Work to complete: Summarize the forum excerpt in two sentences.

Reading text:

◇ ◇ ◇ ◇ ◇

In between I will splurge out on a bottle of premium juice just to compare it to my own.
Its definitely much cheaper going DIY and I make about 500ml at a time which lasts more than a month.

Reactions: Agree 1


----------



## Andre (7/5/16)

omarvds said:


> I started with the Twisp three years ago and used to fork out R220 for a 10ml bottle of juice (which wasn't good but I didn't know better) and reverted back to the stinkies a couple of months later). Two years later with the sub-ohm tank revolution I decided to give vaping another try. My setup was the eleaf 50w and the Atlantis 2. I also bought a bottle of premium Beard #5 (R275 at that time) and the intense flavour and clouds just blew my mind which also made it easy for me to discard cigarettes. But here's the problem, 30ml of good juice doesn't last long as sub-ohming tanks just guzzles the juice and you find yourself making the trip back to the vape shop more frequently. Vaping is supposed to be cheaper, right? Not so.

◇ ◇ ◇ ◇ ◇

Stored records:
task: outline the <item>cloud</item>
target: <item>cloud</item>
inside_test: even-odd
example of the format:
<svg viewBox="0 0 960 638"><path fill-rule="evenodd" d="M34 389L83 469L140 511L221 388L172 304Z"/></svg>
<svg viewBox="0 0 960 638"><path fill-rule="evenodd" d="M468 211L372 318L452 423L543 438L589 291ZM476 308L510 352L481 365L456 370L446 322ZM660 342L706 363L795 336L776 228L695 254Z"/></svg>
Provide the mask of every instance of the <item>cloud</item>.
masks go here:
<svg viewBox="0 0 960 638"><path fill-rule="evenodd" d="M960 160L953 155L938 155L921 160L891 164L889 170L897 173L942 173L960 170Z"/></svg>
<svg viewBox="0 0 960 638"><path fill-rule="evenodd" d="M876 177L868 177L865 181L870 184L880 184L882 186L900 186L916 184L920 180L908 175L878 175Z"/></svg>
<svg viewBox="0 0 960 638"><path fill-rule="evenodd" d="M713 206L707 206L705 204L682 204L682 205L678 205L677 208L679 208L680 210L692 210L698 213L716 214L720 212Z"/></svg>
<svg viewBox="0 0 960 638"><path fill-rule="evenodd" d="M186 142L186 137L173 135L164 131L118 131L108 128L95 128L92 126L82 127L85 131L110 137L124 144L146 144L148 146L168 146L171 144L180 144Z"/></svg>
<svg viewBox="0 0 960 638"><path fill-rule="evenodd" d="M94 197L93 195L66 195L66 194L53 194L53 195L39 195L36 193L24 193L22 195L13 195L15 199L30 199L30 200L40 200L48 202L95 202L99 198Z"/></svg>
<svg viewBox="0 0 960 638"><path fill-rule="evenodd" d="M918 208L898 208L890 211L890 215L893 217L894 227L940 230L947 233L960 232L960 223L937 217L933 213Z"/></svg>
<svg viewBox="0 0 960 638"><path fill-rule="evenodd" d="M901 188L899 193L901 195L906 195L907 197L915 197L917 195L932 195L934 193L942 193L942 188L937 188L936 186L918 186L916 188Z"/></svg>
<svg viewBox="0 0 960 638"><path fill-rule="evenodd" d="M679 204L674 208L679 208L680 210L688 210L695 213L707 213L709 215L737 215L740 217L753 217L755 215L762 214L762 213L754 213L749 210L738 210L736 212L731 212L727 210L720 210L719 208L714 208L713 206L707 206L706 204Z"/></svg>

◇ ◇ ◇ ◇ ◇

Finished answer: One post says that making juice DIY is much cheaper, with about 500ml made at a time lasting more than a month, and that a bottle of premium juice is bought now and then to compare with it. A post quoted from omarvds describes paying R220 for 10ml of juice with the Twisp and going back to cigarettes, then returning to vaping with an eleaf 50w, an Atlantis 2 and premium Beard #5, whose intense flavor and clouds made quitting cigarettes easy, but it complains that sub-ohm tanks use up 30ml fast, so vaping turns out not to be cheaper.